- [Work required] Print the data exactly as it is given, please.

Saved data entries
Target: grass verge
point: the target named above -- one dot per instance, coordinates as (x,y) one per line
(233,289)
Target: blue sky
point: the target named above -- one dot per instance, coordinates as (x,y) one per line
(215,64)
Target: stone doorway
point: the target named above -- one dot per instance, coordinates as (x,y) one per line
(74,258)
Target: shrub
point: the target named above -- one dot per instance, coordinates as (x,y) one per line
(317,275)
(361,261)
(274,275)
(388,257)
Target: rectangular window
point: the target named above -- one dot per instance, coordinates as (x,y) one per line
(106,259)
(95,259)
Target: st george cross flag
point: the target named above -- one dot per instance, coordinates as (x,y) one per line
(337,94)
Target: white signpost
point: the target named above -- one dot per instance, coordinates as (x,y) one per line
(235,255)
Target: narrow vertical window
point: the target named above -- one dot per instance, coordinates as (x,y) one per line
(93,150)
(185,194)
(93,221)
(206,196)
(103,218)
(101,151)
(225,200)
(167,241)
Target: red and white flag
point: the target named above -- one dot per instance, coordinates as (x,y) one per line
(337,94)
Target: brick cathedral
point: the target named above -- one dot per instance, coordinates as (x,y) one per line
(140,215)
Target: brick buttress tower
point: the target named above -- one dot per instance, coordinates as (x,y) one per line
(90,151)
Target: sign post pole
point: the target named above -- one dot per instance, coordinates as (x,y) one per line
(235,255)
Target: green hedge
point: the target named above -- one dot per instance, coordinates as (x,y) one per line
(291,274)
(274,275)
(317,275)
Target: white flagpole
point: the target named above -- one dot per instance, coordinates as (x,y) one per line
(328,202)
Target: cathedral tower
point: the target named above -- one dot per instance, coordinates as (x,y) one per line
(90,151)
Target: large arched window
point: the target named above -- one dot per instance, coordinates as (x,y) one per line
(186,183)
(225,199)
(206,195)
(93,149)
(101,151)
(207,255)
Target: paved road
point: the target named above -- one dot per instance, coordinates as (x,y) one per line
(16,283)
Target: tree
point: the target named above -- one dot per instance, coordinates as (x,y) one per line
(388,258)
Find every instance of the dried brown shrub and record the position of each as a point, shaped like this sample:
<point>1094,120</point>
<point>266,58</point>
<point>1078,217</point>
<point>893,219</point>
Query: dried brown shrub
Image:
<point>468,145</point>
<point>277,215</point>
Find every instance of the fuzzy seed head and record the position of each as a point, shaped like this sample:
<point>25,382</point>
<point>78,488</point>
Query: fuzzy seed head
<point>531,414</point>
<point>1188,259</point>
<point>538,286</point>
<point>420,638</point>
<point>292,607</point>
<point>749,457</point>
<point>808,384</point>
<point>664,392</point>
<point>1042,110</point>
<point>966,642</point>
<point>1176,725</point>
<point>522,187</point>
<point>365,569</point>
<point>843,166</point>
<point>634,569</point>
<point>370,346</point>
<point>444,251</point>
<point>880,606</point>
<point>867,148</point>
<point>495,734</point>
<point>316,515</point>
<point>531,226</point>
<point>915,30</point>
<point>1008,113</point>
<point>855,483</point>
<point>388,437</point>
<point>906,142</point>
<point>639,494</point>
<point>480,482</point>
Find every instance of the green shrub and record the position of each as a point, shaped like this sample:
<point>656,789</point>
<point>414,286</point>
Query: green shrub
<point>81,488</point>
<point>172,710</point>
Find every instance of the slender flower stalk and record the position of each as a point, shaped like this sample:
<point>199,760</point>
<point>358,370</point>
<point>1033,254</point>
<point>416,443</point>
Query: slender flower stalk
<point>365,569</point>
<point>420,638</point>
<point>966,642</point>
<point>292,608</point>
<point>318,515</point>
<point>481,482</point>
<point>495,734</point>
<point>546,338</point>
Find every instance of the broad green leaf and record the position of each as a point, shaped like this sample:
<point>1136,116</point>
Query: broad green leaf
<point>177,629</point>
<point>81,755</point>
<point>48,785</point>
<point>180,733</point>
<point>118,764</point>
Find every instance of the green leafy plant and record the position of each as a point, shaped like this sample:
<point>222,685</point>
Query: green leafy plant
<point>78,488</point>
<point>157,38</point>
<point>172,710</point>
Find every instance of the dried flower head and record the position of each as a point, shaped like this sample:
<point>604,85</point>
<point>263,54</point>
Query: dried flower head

- [Task answer]
Target: grass verge
point: the target named above -- one dot per instance, coordinates as (x,y) one per line
(233,289)
Target: blue sky
point: the target named above -- one dot per instance, coordinates as (x,y) one per line
(215,64)
Target: stone doorway
point: the target named above -- one dot per instance, coordinates as (x,y) one per line
(74,258)
Target: shrub
point: the target named above -- one dot per instance, coordinates as (x,y) one per line
(317,275)
(361,261)
(274,275)
(388,257)
Target: rectangular window
point: the target named above -- one dot per instance, coordinates as (x,y) one per line
(106,259)
(95,259)
Target: st george cross flag
point: the target named above -- one dot per instance, coordinates as (x,y) one per line
(337,94)
Target: white signpost
point: the target named above -- one dot per instance, coordinates as (x,y) one per line
(235,255)
Target: narrow vertical window
point: the target named above -- one dot per instance, coordinates as (x,y) one per line
(93,150)
(185,194)
(93,221)
(206,196)
(103,218)
(101,151)
(225,200)
(167,241)
Target: red and white flag
point: the target named above -- one dot per instance, coordinates as (x,y) one per line
(337,94)
Target: brick cathedral
point: the target named above -- one dot per instance, coordinates as (x,y) one per line
(140,215)
Target: brick buttress tower
point: the target named above -- one dot per instance, coordinates as (x,y) one per line
(90,151)
Target: sign post pole
point: the target named above -- one dot per instance, coordinates as (x,y) one per line
(235,255)
Target: green hedge
point: the target named above -- one dot per instance, coordinates as (x,y) one per line
(291,274)
(274,275)
(317,275)
Target: white flagpole
point: the target named above -- one dot per instance, coordinates as (x,y) one per line
(328,202)
Target: cathedral tower
point: the target named above -- one dot per instance, coordinates as (x,y) one per line
(90,151)
Target: large arched window
point: the target named above -- one dot per instance, coordinates as (x,y) one per line
(186,183)
(225,199)
(206,195)
(93,149)
(101,151)
(207,255)
Target: paved road
point: the target named above -- one dot per instance, coordinates as (x,y) one per line
(16,283)
Target: tree
point: the target named above -- one dot per instance, coordinates as (x,y) one per line
(388,258)
Find every instance of the dried brown shrub and record the position of each as a point, shaped like this sample:
<point>1094,120</point>
<point>266,58</point>
<point>1078,217</point>
<point>893,219</point>
Query: dried brown shrub
Image:
<point>468,145</point>
<point>277,215</point>
Find every instance of the fuzzy seed head and record the position of each as a point, shaped like this sample:
<point>25,382</point>
<point>78,488</point>
Query: fuzzy seed head
<point>531,414</point>
<point>1188,259</point>
<point>538,286</point>
<point>420,638</point>
<point>292,607</point>
<point>749,457</point>
<point>808,384</point>
<point>664,392</point>
<point>1042,110</point>
<point>966,642</point>
<point>1176,725</point>
<point>522,187</point>
<point>365,569</point>
<point>843,166</point>
<point>634,569</point>
<point>370,346</point>
<point>444,251</point>
<point>880,606</point>
<point>867,148</point>
<point>495,734</point>
<point>316,515</point>
<point>531,226</point>
<point>915,30</point>
<point>1008,113</point>
<point>855,483</point>
<point>388,437</point>
<point>906,142</point>
<point>639,494</point>
<point>480,482</point>
Find every instance of the green shrub and record the position of each as a point, shaped like this sample:
<point>656,789</point>
<point>414,286</point>
Query: green shrub
<point>81,488</point>
<point>172,710</point>
Find every instance of the slender flower stalk and record the position of each as a point, shaped like this sample:
<point>199,760</point>
<point>358,370</point>
<point>1033,254</point>
<point>416,443</point>
Query: slender flower stalk
<point>365,569</point>
<point>420,638</point>
<point>966,642</point>
<point>292,608</point>
<point>318,515</point>
<point>481,482</point>
<point>495,734</point>
<point>546,338</point>
Find every instance of the broad green leaf and record the position of each as a point, shaped like this sample:
<point>1136,116</point>
Query: broad green leaf
<point>177,629</point>
<point>81,755</point>
<point>48,785</point>
<point>180,733</point>
<point>118,764</point>
Find every instance of the green leafy plant and record the position of each as a point, shaped like this sample:
<point>222,685</point>
Query: green leafy plant
<point>78,488</point>
<point>157,38</point>
<point>172,710</point>
Find every instance of the dried flower head and record the position of each as a point, shaped like this sample:
<point>604,85</point>
<point>263,54</point>
Query: dried flower head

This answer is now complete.